_CONSIGNES_.
a) Récrivez sous forme de liste le paragraphe de la critique du livre sur Darwin qui commence par « Le lecteur qui redouterait », en conservant ses informations essentielles.
b) Selon la critique du livre sur Darwin, quel rôle la poésie joue-t-elle dans l'ouvrage ?
c) Poursuivez la critique du livre sur Darwin à partir de sa dernière phrase.

_EXTRAIT DU TEXTE_.
════

DANS LA LUMIÈRE ET LES OMBRES.
DARWIN ET LE BOULEVERSEMENT DU MONDE,
de Jean Claude Ameisen,
éditions Fayard-Le Seuil, 2008, 500 pages, 23 €.
Le lecteur qui redouterait, au vu du nombre de pages, un ouvrage de sèche érudition doit être détrompé : de l’érudition, il y en a, mais mise au service de la plus vivante et, disons-le, de la meilleure vulgarisation qui soit. Saluons le tour de force qui consiste à écrire un livre éminemment personnel (jusqu’à l’autobiographie) et qui contienne autant d’informations scientifiques, rendues accessibles pour le plus large public. Un livre capable d’instruire, mais aussi de captiver et même d’émouvoir. Où le prince Kropotkine, théoricien de l’anarchisme, voisine avec Watson et Crick, découvreurs de la structure de l’ADN. Où la poésie sert de contrepoint à la science la plus rigoureuse.

════

_DONNÉES DISPONIBLES_.

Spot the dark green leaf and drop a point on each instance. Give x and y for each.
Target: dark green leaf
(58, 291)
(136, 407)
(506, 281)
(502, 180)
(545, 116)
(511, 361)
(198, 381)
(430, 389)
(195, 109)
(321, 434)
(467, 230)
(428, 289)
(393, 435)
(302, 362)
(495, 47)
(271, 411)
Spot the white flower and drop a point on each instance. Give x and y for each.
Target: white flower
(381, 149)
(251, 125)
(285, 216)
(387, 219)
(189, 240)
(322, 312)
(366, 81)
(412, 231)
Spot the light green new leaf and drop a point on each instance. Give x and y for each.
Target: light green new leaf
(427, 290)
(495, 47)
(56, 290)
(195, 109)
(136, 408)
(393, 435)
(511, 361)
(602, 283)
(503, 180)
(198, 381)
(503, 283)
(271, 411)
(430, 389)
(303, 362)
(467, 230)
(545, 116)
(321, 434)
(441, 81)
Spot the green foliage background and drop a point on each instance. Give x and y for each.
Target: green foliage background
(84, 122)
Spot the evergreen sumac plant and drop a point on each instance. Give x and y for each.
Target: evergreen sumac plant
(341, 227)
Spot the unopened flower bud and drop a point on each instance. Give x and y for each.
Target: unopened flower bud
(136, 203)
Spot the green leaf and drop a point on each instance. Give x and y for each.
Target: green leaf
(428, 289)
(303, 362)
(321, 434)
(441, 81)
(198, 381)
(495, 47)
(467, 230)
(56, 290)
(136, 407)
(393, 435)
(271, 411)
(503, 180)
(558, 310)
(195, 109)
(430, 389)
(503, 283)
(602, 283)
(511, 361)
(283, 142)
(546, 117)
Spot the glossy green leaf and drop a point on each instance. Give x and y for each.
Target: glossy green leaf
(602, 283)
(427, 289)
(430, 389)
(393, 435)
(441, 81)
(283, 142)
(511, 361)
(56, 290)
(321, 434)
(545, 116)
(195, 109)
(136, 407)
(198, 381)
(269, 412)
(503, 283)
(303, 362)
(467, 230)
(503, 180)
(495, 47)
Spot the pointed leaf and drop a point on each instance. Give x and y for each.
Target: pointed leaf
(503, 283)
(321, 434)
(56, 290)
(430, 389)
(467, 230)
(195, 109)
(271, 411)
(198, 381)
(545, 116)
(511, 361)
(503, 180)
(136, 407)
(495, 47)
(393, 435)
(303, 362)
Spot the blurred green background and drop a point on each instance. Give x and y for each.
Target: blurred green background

════

_CORRIGÉ_.
a)
- Malgré son nombre de pages, l'ouvrage n'est pas un livre de sèche érudition : son érudition sert une vulgarisation très vivante et de grande qualité.
- Le livre est très personnel, jusqu'à l'autobiographie, tout en offrant de nombreuses informations scientifiques accessibles au plus large public.
- Il instruit, captive et émeut.
- Il fait voisiner le prince Kropotkine, théoricien de l'anarchisme, avec Watson et Crick, découvreurs de la structure de l'ADN.
- La poésie y sert de contrepoint à la science la plus rigoureuse.

b) Elle sert de contrepoint à la science la plus rigoureuse.

c)
On tient là l’une des meilleures introductions à la personne et à la théorie de Darwin, en même temps qu’à l’ensemble des problèmes qu’elle pose et des enjeux qu’elle implique. Jean Claude Ameisen, médecin immunologiste et chercheur en biologie, nous fait rencontrer Darwin, non seulement sa pensée, mais aussi sa personnalité, ses croyances, ses goûts. On ne manque pas d’exposés systématiques de la théorie de l’évolution, mais rares sont ceux qui en font paraître aussi clairement le sens, c’est-à-dire fondent la nécessité de ses concepts et de ses propositions dans la nature même du vivant. Cela implique la tâche, à laquelle Ameisen ne se dérobe pas, de revenir en amont de l’idée de sélection naturelle, d’en explorer les antécédents (jusqu’à Lucrèce), les sources intellectuelles (Smith, Malthus), les prémices scientifiques (Geoffroy Saint-Hilaire, Lamarck).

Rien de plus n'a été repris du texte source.